Aim of the task
Pull out every line below that contains the string "mushroom", matching case exactly.

## Start Record set

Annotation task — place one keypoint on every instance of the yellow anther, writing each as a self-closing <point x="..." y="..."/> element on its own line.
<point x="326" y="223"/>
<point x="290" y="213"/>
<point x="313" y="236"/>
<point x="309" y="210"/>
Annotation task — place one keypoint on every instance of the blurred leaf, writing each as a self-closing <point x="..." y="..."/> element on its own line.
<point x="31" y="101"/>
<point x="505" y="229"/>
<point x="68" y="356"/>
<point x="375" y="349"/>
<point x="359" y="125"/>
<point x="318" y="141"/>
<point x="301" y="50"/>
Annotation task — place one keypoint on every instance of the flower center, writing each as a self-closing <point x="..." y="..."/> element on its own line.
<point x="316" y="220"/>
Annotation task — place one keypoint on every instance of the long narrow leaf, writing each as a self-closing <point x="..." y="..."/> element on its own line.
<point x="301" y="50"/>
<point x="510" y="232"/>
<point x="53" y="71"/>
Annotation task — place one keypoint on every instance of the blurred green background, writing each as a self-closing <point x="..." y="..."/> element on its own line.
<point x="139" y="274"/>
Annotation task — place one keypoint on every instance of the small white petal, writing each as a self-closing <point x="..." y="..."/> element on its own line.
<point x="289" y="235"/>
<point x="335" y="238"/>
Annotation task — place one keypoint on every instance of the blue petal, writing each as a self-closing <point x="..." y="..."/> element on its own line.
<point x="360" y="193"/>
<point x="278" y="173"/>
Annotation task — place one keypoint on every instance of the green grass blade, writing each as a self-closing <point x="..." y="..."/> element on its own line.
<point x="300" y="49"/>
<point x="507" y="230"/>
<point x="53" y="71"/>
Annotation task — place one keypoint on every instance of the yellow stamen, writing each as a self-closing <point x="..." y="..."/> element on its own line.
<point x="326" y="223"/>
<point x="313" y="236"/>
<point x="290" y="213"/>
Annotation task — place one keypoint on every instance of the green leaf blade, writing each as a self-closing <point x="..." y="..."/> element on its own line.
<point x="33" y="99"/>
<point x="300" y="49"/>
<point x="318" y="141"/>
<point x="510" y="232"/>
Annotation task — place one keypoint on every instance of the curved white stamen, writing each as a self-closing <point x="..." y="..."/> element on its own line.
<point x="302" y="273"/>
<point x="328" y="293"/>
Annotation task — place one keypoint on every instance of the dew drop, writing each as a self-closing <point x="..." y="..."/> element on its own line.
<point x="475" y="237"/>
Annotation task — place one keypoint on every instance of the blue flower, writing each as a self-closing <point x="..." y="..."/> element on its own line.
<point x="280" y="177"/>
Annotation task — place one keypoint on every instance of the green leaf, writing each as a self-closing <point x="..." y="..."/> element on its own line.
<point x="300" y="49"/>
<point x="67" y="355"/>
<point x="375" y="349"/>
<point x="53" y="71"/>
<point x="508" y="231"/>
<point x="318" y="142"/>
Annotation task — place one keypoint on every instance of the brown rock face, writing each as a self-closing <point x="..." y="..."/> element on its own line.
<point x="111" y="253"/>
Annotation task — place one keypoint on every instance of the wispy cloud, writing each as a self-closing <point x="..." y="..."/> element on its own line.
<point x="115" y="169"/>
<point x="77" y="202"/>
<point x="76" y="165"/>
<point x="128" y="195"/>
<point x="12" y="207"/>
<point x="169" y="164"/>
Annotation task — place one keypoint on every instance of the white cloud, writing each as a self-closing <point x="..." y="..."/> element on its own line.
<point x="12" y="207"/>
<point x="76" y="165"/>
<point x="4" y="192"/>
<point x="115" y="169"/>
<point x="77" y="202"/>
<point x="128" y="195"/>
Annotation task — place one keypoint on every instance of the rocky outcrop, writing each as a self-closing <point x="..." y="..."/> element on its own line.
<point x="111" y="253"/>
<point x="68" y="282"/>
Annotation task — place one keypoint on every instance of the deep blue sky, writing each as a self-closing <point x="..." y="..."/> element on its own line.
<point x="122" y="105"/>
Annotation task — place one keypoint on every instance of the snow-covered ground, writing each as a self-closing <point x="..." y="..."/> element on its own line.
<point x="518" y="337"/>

## End Record set
## Start Record set

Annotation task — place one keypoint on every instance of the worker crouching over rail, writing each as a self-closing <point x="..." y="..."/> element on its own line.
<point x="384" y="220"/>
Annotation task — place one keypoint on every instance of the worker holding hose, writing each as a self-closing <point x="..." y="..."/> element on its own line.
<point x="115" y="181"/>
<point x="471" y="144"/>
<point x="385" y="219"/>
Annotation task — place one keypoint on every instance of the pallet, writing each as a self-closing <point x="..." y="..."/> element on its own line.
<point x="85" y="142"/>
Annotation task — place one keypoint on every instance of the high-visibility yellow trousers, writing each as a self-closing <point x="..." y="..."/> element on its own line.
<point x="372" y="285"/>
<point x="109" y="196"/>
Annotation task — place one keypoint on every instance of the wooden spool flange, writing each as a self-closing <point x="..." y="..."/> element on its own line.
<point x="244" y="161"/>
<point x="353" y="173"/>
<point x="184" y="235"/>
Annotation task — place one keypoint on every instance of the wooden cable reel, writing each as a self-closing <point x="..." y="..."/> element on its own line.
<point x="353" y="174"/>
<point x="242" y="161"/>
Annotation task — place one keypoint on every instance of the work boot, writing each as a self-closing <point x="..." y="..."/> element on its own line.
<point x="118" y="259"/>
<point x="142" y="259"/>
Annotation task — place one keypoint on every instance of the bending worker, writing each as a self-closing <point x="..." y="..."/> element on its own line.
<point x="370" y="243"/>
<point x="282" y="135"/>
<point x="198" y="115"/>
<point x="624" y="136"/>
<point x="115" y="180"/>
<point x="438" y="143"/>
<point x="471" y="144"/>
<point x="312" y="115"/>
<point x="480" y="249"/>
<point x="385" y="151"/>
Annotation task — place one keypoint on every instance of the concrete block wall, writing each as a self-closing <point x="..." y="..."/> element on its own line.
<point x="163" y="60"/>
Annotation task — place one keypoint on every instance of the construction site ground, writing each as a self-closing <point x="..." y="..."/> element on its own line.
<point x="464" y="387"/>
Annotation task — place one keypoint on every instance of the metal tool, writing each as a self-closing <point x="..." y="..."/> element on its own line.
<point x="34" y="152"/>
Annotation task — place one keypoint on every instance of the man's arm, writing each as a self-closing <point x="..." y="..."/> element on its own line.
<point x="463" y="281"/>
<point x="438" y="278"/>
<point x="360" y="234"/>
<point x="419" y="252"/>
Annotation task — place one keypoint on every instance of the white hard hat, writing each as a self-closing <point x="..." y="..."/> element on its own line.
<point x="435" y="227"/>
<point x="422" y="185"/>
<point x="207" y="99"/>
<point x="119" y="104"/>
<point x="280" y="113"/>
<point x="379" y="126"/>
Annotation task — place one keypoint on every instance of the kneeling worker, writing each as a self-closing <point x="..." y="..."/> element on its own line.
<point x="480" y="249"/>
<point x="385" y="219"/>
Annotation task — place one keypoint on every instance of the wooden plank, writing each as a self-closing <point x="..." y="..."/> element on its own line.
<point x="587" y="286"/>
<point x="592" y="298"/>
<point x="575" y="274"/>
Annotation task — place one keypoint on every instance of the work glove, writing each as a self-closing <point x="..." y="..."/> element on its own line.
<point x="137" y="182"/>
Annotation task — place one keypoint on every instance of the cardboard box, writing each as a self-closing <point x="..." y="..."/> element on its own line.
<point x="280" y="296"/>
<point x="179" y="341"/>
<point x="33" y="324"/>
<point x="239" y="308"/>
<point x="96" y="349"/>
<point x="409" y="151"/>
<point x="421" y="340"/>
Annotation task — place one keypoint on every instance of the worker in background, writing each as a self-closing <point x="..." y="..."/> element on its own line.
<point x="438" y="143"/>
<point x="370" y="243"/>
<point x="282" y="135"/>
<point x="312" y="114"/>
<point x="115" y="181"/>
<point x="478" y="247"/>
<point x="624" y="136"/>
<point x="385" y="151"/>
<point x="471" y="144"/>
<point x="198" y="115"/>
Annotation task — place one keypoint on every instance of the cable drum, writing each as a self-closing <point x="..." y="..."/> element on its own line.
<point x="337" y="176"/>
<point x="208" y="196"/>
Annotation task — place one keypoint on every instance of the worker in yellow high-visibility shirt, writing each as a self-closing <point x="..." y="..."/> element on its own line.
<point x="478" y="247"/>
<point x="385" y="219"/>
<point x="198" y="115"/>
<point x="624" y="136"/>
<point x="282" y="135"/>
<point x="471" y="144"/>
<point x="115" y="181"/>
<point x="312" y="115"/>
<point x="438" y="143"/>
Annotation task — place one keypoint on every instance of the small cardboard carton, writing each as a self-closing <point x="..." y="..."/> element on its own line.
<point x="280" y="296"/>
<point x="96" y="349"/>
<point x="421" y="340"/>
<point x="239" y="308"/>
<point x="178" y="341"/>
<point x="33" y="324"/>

## End Record set
## Start Record set

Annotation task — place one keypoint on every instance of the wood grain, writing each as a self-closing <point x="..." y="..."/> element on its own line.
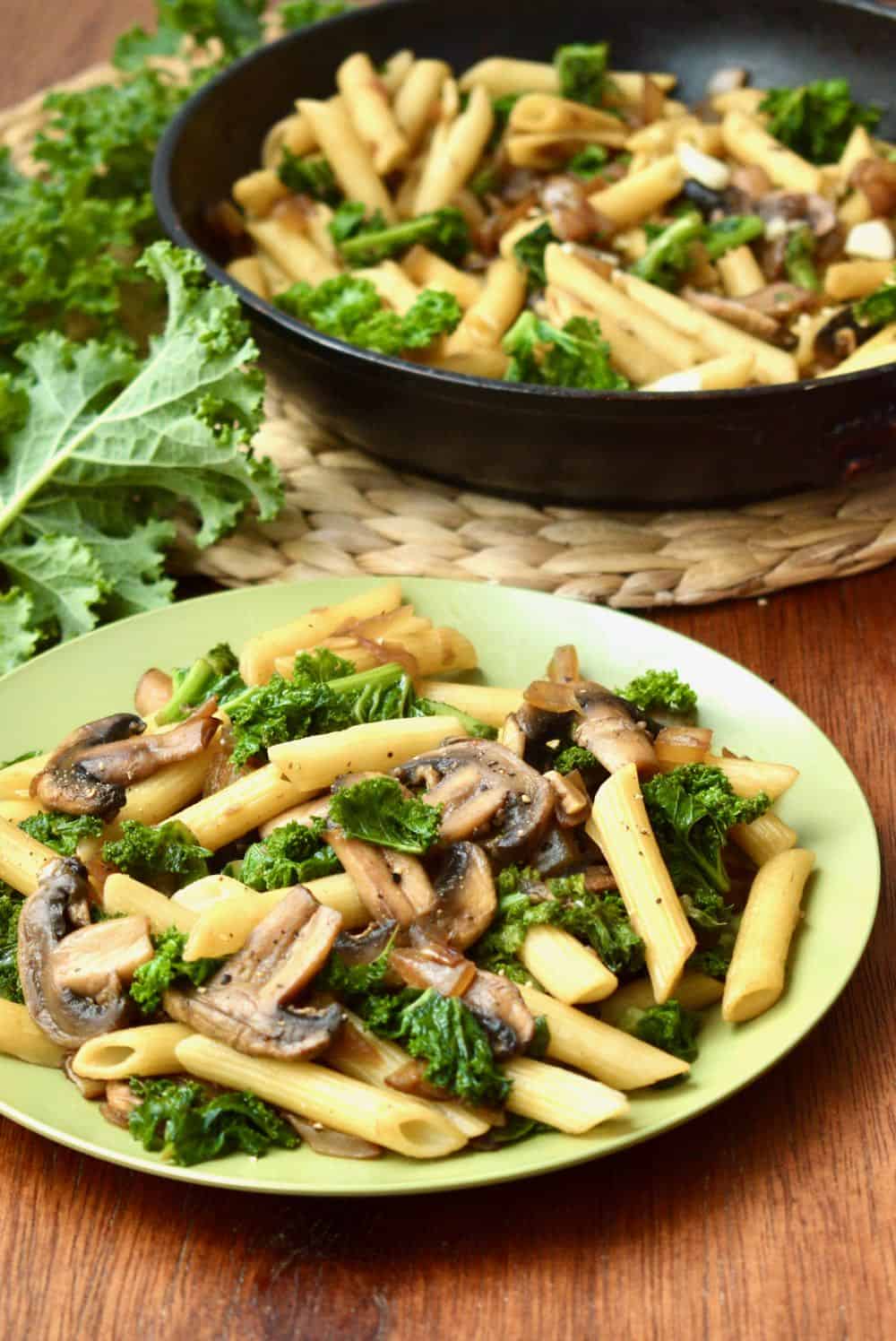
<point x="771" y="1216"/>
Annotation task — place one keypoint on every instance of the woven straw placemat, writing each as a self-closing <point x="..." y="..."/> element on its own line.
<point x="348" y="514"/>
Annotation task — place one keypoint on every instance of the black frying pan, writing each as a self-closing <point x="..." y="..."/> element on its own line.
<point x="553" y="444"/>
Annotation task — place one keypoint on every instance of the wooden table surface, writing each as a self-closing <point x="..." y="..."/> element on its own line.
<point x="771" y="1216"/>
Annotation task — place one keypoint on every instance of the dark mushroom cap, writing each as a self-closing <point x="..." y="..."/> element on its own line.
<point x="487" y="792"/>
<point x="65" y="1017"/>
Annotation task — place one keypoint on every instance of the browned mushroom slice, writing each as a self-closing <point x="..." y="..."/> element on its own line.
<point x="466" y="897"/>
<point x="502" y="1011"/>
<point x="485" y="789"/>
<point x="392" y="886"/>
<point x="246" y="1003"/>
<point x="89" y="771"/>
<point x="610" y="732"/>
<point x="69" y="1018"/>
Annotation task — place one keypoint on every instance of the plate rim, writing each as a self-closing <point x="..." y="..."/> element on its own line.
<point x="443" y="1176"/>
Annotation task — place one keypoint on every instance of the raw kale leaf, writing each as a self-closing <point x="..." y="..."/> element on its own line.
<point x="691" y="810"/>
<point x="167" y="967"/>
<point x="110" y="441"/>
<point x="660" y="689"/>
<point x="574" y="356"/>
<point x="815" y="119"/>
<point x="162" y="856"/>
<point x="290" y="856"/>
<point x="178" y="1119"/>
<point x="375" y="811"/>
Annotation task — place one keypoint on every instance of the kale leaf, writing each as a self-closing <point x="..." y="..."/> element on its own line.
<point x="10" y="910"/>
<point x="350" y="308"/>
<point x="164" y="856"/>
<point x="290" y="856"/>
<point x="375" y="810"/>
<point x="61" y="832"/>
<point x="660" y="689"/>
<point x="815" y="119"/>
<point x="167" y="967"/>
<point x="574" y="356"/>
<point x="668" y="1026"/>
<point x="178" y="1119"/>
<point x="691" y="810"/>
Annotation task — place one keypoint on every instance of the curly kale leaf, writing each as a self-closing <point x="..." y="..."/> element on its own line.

## End Record set

Written solution
Annotation task — place one keypoint on every instance of the dark mushroom cap, writing each as a self-closing <point x="..." y="..."/> element on its own line.
Annotation task — place one keypoint on every instance of the browned mushroom slice, writing each as a self-closing <point x="..." y="..."/> element on its own line.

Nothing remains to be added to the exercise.